■ TASK DIRECTIONS: Everything from the line containing "Target: white t-shirt" through the last line of the records must be returned verbatim, and nothing outside that range.

■ SOURCE DATA:
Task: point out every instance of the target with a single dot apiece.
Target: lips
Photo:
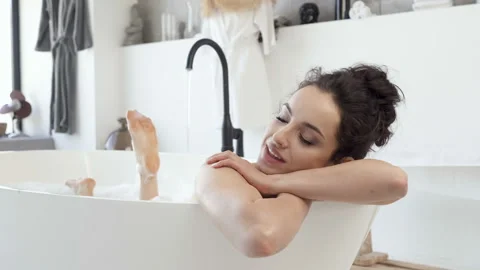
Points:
(273, 154)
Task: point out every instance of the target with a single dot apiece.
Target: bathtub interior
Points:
(47, 171)
(330, 235)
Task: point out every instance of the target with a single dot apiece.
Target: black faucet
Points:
(229, 133)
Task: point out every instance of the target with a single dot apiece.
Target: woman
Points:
(313, 150)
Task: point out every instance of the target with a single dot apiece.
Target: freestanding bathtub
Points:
(39, 230)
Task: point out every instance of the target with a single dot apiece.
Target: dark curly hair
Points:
(367, 101)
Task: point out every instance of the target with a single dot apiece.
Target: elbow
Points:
(260, 243)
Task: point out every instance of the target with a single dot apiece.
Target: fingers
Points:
(227, 163)
(220, 156)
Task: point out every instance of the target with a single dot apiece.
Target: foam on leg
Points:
(82, 187)
(145, 147)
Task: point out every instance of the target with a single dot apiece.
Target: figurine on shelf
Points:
(309, 13)
(134, 32)
(235, 26)
(360, 11)
(278, 22)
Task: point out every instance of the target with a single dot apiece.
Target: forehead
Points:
(316, 107)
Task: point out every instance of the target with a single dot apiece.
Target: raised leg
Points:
(145, 146)
(82, 187)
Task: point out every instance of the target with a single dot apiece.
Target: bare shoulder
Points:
(225, 181)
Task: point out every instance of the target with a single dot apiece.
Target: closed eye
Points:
(281, 119)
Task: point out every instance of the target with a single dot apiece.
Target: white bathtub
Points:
(47, 231)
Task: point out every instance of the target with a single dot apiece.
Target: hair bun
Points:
(384, 94)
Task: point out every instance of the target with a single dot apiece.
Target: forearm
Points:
(257, 227)
(362, 181)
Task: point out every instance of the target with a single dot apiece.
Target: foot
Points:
(82, 187)
(145, 146)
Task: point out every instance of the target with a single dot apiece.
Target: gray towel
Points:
(64, 30)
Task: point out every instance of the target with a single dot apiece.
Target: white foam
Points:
(183, 193)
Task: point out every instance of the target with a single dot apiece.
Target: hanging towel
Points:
(250, 93)
(64, 30)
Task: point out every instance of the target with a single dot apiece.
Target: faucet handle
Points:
(238, 135)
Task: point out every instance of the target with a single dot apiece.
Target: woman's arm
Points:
(366, 181)
(256, 226)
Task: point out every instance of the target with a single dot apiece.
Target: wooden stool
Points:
(368, 259)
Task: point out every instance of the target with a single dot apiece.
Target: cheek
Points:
(310, 158)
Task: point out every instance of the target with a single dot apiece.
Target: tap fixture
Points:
(229, 133)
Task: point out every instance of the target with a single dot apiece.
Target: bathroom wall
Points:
(435, 139)
(427, 71)
(6, 56)
(152, 9)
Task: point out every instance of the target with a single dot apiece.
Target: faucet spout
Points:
(229, 133)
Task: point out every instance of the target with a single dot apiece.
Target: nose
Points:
(280, 138)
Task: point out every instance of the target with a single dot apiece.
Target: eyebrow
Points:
(314, 128)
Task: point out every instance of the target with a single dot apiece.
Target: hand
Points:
(262, 182)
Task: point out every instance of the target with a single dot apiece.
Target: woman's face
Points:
(303, 136)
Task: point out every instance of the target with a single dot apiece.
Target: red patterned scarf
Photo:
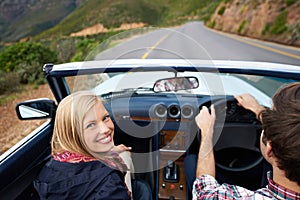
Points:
(113, 160)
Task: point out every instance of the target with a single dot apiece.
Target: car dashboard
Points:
(161, 130)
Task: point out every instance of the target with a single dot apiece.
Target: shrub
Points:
(242, 26)
(8, 82)
(279, 26)
(221, 10)
(27, 53)
(30, 73)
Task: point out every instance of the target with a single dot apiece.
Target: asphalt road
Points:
(195, 41)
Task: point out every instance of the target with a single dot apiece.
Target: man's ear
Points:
(269, 149)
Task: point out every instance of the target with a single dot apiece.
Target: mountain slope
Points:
(19, 19)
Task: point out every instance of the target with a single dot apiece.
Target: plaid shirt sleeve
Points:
(206, 187)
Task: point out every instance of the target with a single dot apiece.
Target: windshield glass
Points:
(105, 84)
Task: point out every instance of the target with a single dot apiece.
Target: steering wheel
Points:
(235, 137)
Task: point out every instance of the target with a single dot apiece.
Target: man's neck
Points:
(280, 178)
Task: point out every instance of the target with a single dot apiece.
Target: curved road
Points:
(194, 41)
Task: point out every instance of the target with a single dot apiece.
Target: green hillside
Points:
(28, 18)
(113, 13)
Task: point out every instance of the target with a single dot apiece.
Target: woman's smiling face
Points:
(98, 129)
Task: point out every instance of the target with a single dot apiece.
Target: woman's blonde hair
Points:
(68, 125)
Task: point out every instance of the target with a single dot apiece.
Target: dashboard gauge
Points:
(231, 108)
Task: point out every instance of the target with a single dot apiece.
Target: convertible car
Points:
(153, 104)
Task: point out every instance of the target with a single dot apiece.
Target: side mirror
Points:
(36, 109)
(175, 84)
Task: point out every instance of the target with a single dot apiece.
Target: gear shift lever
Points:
(171, 172)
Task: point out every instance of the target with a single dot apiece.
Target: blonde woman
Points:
(85, 162)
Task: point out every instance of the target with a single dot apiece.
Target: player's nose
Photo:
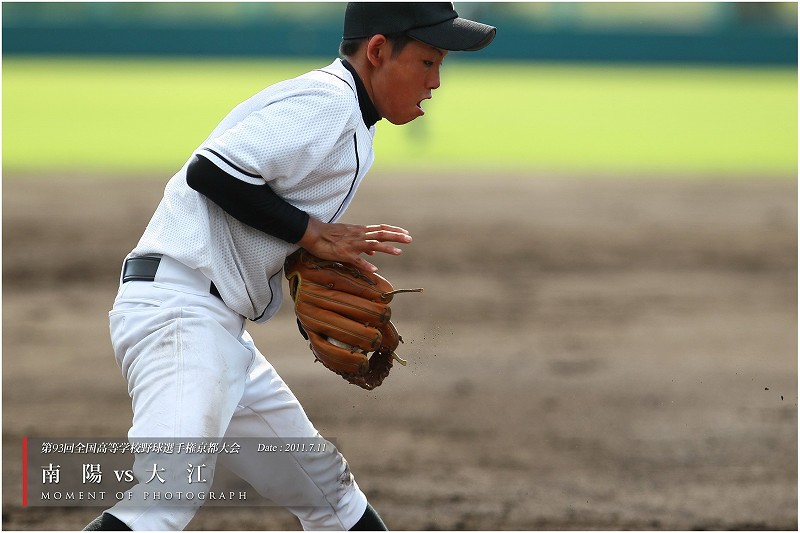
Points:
(434, 80)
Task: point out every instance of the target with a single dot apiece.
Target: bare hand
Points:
(346, 242)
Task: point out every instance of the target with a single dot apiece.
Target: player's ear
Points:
(378, 49)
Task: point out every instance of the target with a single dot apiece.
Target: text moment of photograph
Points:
(421, 266)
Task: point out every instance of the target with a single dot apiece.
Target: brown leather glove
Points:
(344, 314)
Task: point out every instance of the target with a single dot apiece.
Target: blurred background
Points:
(604, 211)
(635, 88)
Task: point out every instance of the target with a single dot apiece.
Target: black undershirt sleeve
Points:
(255, 205)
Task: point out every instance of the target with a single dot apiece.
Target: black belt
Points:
(145, 268)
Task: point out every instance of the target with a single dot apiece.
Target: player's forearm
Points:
(255, 205)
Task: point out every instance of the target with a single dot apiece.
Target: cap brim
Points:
(456, 34)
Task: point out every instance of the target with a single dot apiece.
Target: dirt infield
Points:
(588, 354)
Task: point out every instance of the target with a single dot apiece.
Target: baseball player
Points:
(274, 176)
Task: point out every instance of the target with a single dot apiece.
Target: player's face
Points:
(405, 80)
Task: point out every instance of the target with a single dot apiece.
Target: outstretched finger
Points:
(388, 236)
(387, 227)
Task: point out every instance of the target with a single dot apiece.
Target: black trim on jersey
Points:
(255, 205)
(369, 114)
(234, 167)
(353, 183)
(368, 111)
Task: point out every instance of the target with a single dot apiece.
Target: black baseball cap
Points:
(433, 23)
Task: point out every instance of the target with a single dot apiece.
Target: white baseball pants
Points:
(193, 372)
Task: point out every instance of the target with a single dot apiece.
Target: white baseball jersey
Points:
(307, 139)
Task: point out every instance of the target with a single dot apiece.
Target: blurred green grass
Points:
(118, 116)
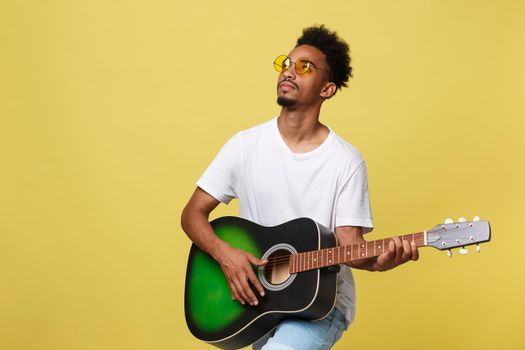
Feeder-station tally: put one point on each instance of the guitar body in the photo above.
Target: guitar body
(212, 315)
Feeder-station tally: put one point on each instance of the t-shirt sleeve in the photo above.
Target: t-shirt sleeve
(221, 178)
(353, 203)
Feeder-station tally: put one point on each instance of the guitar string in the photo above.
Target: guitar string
(273, 261)
(352, 247)
(286, 258)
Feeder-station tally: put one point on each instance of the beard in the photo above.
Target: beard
(285, 102)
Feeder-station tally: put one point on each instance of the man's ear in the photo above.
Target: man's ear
(329, 90)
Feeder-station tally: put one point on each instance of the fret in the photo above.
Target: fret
(308, 260)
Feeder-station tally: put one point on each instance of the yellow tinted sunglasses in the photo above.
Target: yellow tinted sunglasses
(302, 66)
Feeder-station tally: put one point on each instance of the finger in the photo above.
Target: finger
(256, 261)
(250, 297)
(243, 298)
(235, 295)
(255, 281)
(407, 251)
(415, 251)
(399, 249)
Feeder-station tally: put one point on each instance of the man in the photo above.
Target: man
(294, 166)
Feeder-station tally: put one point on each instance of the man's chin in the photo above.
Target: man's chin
(285, 102)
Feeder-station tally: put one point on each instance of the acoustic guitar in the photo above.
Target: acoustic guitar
(300, 278)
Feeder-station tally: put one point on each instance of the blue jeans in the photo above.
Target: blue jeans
(293, 334)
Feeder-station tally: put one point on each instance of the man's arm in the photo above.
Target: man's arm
(235, 263)
(399, 252)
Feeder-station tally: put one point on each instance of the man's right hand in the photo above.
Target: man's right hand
(236, 265)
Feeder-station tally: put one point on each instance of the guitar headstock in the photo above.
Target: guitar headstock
(459, 234)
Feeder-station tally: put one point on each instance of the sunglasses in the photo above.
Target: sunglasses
(302, 65)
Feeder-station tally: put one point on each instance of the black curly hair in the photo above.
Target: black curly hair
(334, 48)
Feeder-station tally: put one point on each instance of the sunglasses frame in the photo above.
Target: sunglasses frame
(279, 67)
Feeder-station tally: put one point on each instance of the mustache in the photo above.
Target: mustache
(289, 82)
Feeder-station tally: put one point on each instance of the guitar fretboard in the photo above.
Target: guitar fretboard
(343, 254)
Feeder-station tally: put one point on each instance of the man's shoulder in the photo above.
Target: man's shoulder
(346, 150)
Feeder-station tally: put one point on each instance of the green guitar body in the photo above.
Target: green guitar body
(212, 316)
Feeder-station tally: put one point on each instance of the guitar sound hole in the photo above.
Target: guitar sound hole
(277, 270)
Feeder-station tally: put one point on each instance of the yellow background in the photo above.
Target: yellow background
(110, 111)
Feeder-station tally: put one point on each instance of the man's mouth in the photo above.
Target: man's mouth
(287, 85)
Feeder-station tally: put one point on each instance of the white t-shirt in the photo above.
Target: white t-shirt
(274, 185)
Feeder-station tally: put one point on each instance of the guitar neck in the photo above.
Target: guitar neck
(344, 254)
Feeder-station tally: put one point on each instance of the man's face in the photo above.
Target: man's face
(293, 89)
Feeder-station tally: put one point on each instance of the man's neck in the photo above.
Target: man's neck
(301, 130)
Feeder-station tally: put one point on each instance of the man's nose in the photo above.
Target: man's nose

■ EXPECTED OUTPUT:
Target: white t-shirt
(274, 185)
Feeder-station tally: put one point on each instance of the guitar neck in the photo above.
Target: guitar neck
(344, 254)
Feeder-station tally: put one point on each instance of the man's face in the photo above.
Target: man's face
(293, 89)
Feeder-station tally: put one point on each instance of the man's neck in the photo above.
Target: man's neck
(301, 130)
Feeder-station tally: put one point on each instance of the man's nose in the photo above.
Target: man's nose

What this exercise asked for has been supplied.